EXERCISE
Only one stretch of the records below is wanted: the lines from the one holding "If you could mark the dark" through the one holding "If you could mark the flush". Return it exactly, both ends included.

[SUPPLIED MATERIAL Boundary: Start]

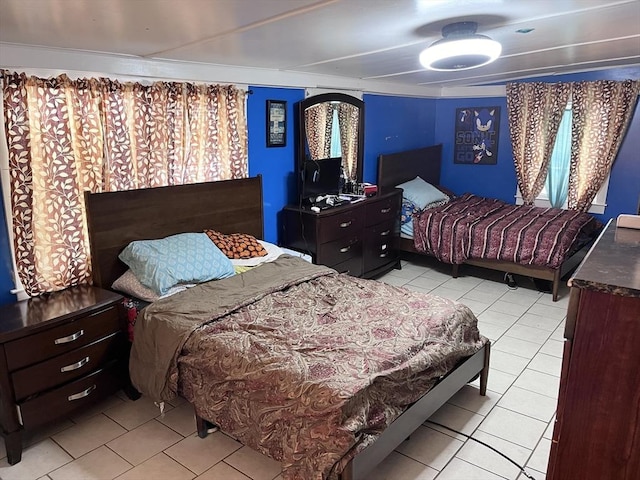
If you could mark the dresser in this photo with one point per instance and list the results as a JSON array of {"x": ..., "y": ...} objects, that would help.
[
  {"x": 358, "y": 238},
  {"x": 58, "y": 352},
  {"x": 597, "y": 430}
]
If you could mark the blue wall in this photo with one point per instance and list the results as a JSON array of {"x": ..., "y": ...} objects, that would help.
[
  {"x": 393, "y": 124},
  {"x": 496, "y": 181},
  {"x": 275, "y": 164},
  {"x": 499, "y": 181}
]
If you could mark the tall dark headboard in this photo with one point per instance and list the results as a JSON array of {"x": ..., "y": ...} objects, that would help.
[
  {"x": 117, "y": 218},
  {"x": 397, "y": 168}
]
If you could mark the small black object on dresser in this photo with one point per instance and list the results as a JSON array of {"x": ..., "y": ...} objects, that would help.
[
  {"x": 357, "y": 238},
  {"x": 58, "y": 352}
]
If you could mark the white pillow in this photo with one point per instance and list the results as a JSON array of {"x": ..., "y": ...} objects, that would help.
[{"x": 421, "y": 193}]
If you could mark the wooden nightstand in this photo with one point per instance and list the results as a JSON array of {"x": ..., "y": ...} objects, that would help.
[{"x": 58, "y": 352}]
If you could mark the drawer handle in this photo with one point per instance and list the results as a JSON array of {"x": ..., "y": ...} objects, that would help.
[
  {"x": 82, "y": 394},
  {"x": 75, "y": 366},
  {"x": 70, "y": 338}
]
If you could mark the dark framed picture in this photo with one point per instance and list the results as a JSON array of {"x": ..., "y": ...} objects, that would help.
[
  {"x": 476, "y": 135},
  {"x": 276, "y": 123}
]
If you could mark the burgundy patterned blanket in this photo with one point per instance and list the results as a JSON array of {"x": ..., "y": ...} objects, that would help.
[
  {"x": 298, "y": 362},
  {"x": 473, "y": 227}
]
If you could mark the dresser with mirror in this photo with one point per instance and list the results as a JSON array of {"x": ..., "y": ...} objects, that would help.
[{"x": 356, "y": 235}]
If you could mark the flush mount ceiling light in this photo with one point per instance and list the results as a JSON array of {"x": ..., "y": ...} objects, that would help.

[SUPPLIED MATERIAL Boundary: End]
[SUPPLIED MATERIAL Boundary: Start]

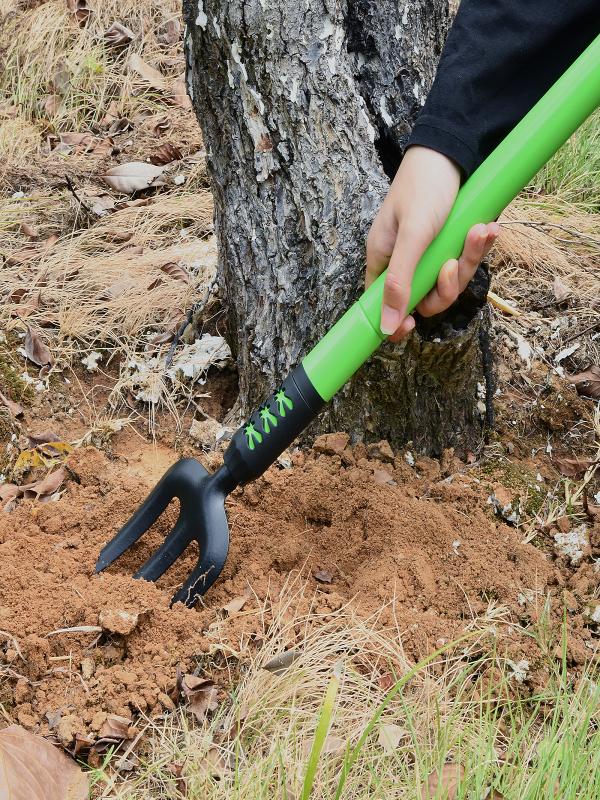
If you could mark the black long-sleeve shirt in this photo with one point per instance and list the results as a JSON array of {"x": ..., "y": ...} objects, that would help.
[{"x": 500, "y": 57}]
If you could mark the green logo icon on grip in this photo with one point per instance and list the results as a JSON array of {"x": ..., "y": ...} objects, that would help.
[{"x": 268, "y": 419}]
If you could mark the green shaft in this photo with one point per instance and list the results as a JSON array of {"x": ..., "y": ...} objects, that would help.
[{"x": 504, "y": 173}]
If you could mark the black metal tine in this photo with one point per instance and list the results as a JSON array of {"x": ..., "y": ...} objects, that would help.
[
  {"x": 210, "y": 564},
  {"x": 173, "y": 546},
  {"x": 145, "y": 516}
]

[SUPPLIED MATERIAL Boundary: End]

WRITTEN REPLY
If you could mark the dark framed picture in this photo with one point per instance and list the results as a JSON array of {"x": ..., "y": ...} objects, that would help.
[
  {"x": 476, "y": 135},
  {"x": 276, "y": 123}
]
If you could mark the burgundy patterned blanket in this photo with one point per instance and list the results as a JSON array of {"x": ..., "y": ...} objects, that would help.
[
  {"x": 298, "y": 362},
  {"x": 473, "y": 227}
]
If you could mark the dresser with mirror in this photo with one point per instance and list the results as a JSON array of {"x": ..., "y": ...} objects, that would help.
[{"x": 356, "y": 235}]
If you could mark the flush mount ceiling light in this photo with one point per instance and list the results as a JSON array of {"x": ..., "y": ...} objects, that would help.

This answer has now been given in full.